François Brisson, Hiscox France : « un tiers des cyber-attaques passe par les prestataires IT »
Un tiers des cyber attaques passent par les prestataires de IT (source : étude Symantec mars 2012 – données françaises). D’ici fin 2014, la législation européenne devrait rendre obligatoire la notification des données personnelles détenues par les entreprises. Pain béni pour les assureurs ! De nouvelles problématiques assurantielles ont également émergées avec le Cloud Computing et le Byod (Bring your own device). Les données, c’est sacré ! Leur protection, une priorité…
Où en est l’assurance des cyber-risques en France ?
François Brisson (Responsable marché Technologie-Média-Telécom – Hiscox France) :Tout d’abord, il faut dire que c’est un nouveau marché en France. De fait, il n’y a encore que quelques compagnies d’assurances qui interviennent aujourd’hui dans ce domaine. Pionnier en France et assureur spécialisé notamment dans cette typologie de risques aux États-Unis depuis 2005, Hiscox propose un contrat dédié à la cybercriminalité en Europe que depuis environ deux petites années.
Les entreprises françaises prennent-elles quand même la mesure des risques ?
François Brisson : Il y a un an et demi, on évangélisait - je ne vais pas dire « dans le désert » mais pas loin, - sur la réalité du risque. Aujourd’hui, on n’en n’a plus besoin. N’importe quelle entreprise qui détient des données à caractère personnel ou sensibles peut être concernée par ce type de risques, un moment ou à un autre, et en a conscience.
Et le risque de hacking s’accroit …
François Brisson : On assiste à un phénomène de professionnalisation du hacking au niveau mondial. Avec le développement de la mobilité des systèmes d’information, les entreprises se trouvent exposées à de nouveaux risques. Il y a encore quelques années, ces risques n’étaient pas très bien appréhendés que ce soit au niveau de la technique ou de l’assurance.
Comment sont couverts les risques liés aux données ?
François Brisson : En fait, un contrat d’assurance dans ce domaine est plus complexe que d’autres parce qu’il fait appel à différentes garanties : c’est pour cela que nous avons créé une offre globale de services qui répond aux besoins de l’entreprise face aux différentes problématiques liées aux données. Cette offre comporte des garanties dommages et de responsabilité civile qui couvrent les réclamations des tiers en cas de violations de données. Par exemple, il y a une problématique de surveillance des données volées : c’est-à-dire surveiller pendant un an que les données bancaires subtilisées ne soient pas réutilisées dans le système bancaire via une filiale aux Bahamas, aux États-Unis, en Norvège, etc. C’est ce qu’a fait Sony en 2011. [NDLR
- victime d’une intrusion dans le réseau PlayStation Network en avril 2011 et du vol de dizaines millions de données d’identité personnelle et bancaire.)
Quels autres coûts liés au système information sont-ils couverts par les assurances ?

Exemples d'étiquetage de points
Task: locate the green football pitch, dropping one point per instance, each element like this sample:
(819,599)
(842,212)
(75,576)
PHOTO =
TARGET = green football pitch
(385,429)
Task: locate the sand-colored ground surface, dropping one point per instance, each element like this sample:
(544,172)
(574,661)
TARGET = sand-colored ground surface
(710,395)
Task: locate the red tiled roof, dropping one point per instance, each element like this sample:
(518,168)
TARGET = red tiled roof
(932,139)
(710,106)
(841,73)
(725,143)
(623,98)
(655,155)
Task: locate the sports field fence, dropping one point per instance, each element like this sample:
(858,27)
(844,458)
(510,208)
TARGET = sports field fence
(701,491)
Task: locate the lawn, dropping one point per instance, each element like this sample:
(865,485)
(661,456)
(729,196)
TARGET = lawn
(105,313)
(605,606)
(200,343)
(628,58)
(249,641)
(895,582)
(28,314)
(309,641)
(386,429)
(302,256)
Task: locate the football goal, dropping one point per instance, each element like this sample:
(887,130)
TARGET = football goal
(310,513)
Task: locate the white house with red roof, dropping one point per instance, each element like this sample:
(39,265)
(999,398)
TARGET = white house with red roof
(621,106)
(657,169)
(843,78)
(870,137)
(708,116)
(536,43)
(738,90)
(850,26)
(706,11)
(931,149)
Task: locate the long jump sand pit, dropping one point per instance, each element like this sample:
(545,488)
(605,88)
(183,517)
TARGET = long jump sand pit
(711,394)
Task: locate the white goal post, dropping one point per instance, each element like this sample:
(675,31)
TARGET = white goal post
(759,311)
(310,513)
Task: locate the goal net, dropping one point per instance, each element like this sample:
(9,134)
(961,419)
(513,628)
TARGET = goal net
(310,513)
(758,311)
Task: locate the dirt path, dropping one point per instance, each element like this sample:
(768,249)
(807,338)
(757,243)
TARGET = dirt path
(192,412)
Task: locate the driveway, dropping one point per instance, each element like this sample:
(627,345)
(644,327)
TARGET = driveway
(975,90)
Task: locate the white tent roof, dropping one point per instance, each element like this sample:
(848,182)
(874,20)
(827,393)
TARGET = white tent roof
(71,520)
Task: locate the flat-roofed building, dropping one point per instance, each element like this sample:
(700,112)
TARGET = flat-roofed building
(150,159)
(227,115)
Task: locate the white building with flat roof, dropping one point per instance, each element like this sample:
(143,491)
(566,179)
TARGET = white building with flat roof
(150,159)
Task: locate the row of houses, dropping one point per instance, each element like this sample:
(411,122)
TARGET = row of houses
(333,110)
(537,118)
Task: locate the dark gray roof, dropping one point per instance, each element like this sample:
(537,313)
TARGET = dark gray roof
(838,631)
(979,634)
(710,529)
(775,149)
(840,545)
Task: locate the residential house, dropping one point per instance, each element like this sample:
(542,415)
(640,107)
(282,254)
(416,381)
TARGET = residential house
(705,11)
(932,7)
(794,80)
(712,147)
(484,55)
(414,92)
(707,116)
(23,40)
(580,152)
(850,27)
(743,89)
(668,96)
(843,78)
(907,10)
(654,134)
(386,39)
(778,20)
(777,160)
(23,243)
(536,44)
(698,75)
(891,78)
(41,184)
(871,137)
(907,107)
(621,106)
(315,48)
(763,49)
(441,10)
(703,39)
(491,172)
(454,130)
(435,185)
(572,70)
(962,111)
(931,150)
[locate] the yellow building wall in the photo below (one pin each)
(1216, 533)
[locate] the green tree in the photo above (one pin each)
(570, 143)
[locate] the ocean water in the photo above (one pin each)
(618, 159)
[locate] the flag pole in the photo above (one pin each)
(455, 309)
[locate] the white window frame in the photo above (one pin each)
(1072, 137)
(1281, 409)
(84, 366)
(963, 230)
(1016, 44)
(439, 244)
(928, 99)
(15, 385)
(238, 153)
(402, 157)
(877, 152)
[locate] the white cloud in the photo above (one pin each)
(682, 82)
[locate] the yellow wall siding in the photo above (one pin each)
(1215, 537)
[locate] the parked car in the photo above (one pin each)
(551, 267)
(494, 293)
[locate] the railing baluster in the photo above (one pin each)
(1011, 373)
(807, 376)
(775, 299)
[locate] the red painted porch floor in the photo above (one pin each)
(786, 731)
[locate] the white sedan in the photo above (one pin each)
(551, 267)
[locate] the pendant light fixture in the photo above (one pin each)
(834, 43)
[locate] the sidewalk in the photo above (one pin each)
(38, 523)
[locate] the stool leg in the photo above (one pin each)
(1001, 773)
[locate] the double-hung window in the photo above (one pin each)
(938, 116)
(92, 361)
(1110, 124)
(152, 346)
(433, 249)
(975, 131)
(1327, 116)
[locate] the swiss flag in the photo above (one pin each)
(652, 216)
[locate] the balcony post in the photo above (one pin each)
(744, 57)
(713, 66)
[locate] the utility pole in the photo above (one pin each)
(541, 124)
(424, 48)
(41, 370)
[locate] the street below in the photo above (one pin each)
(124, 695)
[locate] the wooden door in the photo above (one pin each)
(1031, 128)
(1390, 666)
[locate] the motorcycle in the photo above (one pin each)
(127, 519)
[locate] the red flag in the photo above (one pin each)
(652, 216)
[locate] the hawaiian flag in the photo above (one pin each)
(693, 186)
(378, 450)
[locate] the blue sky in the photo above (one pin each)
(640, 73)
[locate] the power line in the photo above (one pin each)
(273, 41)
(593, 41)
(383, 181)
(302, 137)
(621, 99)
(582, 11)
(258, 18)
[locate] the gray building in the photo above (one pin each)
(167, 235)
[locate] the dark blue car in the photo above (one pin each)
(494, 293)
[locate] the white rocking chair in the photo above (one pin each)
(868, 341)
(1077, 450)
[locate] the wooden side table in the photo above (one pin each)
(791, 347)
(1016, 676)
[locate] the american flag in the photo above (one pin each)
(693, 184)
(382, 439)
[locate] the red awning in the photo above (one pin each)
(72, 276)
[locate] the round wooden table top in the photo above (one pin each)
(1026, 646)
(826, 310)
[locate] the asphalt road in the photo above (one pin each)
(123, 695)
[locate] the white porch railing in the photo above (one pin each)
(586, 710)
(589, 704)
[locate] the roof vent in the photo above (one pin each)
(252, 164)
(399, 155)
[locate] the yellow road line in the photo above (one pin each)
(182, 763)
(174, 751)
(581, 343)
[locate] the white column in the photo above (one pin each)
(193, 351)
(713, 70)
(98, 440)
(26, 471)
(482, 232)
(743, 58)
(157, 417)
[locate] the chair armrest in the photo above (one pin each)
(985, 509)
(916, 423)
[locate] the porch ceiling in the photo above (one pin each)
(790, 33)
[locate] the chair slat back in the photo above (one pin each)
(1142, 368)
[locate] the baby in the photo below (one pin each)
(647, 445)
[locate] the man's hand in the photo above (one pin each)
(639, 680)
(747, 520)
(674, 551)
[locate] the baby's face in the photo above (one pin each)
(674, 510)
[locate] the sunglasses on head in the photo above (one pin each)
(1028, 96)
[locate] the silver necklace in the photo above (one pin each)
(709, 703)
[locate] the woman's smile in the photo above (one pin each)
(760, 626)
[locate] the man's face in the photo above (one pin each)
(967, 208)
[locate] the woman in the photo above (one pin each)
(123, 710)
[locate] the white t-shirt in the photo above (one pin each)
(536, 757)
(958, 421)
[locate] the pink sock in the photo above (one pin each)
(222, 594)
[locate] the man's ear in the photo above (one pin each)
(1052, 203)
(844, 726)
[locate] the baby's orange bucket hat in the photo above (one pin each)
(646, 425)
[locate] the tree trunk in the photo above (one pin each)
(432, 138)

OBJECTIF 1: D'après l'extrait, pourquoi Hiscox a-t-il créé une offre globale de services face aux problématiques liées aux données ? Répondez en une à trois phrases.
OBJECTIF 2: Reprenez le passage de l'extrait qui commence par « François Brisson (Responsable » et s'arrête après « deux petites années. », en changeant « nouveau marché » en « marché émergent ».
OBJECTIF 3: Selon l'extrait, depuis quelle année Hiscox est-il un assureur spécialisé dans les cyber-risques aux États-Unis ?

RÉSULTAT 1: Un contrat d'assurance dans ce domaine est plus complexe que d'autres, car il fait appel à différentes garanties. C'est pour cela que Hiscox a conçu une offre globale qui répond aux besoins de l'entreprise face aux différentes problématiques liées aux données.

RÉSULTAT 2:
François Brisson (Responsable marché Technologie-Média-Telécom – Hiscox France) :Tout d’abord, il faut dire que c’est un marché émergent en France. De fait, il n’y a encore que quelques compagnies d’assurances qui interviennent aujourd’hui dans ce domaine. Pionnier en France et assureur spécialisé notamment dans cette typologie de risques aux États-Unis depuis 2005, Hiscox propose un contrat dédié à la cybercriminalité en Europe que depuis environ deux petites années.

RÉSULTAT 3: Depuis 2005.